About this exercise »
Write an exact copy of the entries below that leaves out all pictures.

Image-grounded pointing data
━━━━
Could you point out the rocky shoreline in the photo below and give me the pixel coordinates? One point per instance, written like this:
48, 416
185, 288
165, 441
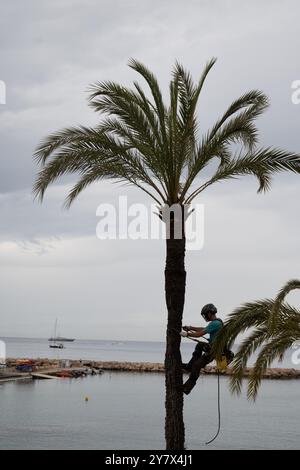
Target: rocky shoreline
━━━━
Finished exercise »
Could you point out the rocky shoreline in the photo below and give me the pixel coordinates? One point per instance, written like this:
48, 416
185, 288
165, 441
Target: rocky shoreline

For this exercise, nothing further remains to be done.